■ **Page extract**:

#####

NeuralCodecs 0.3.1

dotnet add package NeuralCodecs --version 0.3.1
                    
NuGet\Install-Package NeuralCodecs -Version 0.3.1
                    
This command is intended to be used within the Package Manager Console in Visual Studio, as it uses the NuGet module's version of Install-Package.
<PackageReference Include="NeuralCodecs" Version="0.3.1" />
                    
For projects that support PackageReference, copy this XML node into the project file to reference the package.
<PackageVersion Include="NeuralCodecs" Version="0.3.1" />
                    
Directory.Packages.props
<PackageReference Include="NeuralCodecs" />
                    
Project file
For projects that support Central Package Management (CPM), copy this XML node into the solution Directory.Packages.props file to version the package.

#####

(Stored records)
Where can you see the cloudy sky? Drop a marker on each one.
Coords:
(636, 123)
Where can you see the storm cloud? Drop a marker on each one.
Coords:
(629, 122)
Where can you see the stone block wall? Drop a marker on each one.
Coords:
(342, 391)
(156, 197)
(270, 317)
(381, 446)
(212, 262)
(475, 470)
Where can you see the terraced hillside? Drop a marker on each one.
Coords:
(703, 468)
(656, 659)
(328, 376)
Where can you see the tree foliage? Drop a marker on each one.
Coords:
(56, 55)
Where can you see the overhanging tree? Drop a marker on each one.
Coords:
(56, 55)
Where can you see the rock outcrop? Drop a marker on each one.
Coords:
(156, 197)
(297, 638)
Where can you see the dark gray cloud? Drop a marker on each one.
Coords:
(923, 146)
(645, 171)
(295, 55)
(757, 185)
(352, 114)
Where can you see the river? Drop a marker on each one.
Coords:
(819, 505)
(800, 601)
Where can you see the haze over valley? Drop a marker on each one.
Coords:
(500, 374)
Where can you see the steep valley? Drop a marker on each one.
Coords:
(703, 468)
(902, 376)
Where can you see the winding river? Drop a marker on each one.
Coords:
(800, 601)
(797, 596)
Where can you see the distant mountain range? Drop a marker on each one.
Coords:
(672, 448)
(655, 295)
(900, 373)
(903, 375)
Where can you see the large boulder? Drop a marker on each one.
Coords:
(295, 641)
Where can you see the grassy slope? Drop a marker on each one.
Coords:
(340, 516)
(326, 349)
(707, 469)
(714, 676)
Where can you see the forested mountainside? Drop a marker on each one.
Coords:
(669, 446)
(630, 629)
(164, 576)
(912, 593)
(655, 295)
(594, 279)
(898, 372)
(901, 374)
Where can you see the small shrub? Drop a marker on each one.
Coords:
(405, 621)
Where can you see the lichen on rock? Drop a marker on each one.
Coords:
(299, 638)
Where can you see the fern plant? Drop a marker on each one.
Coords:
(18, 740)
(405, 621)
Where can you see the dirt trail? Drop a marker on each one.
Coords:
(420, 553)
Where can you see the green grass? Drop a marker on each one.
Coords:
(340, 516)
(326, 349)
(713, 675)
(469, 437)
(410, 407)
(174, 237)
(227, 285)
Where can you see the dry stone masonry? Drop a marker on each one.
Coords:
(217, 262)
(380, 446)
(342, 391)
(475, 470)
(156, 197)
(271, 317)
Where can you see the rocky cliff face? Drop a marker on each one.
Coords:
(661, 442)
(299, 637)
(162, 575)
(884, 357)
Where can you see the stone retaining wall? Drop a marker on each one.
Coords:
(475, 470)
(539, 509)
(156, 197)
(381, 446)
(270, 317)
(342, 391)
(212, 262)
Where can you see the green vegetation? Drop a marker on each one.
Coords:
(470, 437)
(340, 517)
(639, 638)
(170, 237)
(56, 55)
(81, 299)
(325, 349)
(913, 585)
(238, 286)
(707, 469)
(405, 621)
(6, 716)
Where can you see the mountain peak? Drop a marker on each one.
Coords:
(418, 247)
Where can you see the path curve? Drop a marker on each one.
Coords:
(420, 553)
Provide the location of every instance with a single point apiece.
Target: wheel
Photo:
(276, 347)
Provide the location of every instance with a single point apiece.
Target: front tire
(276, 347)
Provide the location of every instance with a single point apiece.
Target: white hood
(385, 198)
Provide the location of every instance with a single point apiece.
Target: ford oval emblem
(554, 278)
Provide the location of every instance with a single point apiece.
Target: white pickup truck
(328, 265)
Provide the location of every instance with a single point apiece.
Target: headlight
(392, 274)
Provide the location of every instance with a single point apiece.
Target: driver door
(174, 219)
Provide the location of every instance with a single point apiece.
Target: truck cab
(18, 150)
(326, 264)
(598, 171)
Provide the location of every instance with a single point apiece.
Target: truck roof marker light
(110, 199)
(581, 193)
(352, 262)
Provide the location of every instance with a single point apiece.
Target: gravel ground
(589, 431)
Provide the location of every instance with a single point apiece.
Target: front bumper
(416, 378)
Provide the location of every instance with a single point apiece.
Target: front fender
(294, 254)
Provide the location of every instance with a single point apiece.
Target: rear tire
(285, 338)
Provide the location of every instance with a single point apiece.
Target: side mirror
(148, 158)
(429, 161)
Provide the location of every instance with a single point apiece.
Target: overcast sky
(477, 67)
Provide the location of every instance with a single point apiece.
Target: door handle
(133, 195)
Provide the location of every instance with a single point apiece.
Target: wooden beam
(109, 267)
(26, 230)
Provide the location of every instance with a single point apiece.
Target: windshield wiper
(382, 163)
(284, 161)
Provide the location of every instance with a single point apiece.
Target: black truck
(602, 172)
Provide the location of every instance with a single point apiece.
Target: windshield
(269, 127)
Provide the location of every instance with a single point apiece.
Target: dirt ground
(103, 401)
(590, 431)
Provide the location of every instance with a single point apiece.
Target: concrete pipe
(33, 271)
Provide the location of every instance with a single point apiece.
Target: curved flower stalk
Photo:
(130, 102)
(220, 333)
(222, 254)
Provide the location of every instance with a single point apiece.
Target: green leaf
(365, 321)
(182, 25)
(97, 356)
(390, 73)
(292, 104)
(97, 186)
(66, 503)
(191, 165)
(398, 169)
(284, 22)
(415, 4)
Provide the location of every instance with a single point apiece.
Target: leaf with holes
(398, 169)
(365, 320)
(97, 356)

#####

■ **Work instructions**: Revise the NeuralCodecs package page from "This command is" up to and including "reference the package.", replacing "XML node" with "XML element".

■ **Correct result**:
This command is intended to be used within the Package Manager Console in Visual Studio, as it uses the NuGet module's version of Install-Package.
<PackageReference Include="NeuralCodecs" Version="0.3.1" />
                    
For projects that support PackageReference, copy this XML element into the project file to reference the package.